╭─ Dataset records

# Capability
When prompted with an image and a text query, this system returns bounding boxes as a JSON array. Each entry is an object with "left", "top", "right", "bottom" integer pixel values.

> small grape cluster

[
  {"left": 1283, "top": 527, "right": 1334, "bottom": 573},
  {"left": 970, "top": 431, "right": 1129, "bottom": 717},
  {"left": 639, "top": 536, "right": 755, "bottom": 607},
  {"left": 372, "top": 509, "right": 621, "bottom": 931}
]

╰─

*Exercise directions*.
Output a faithful copy of every entry, keeping each line as written.

*Answer to this task*.
# Capability
When prompted with an image and a text query, this system returns bounding boxes as a JSON array. Each entry is an object with "left", "top", "right", "bottom" integer pixel values.

> small grape cluster

[
  {"left": 1283, "top": 527, "right": 1334, "bottom": 573},
  {"left": 970, "top": 431, "right": 1129, "bottom": 717},
  {"left": 639, "top": 536, "right": 755, "bottom": 607},
  {"left": 372, "top": 509, "right": 621, "bottom": 931}
]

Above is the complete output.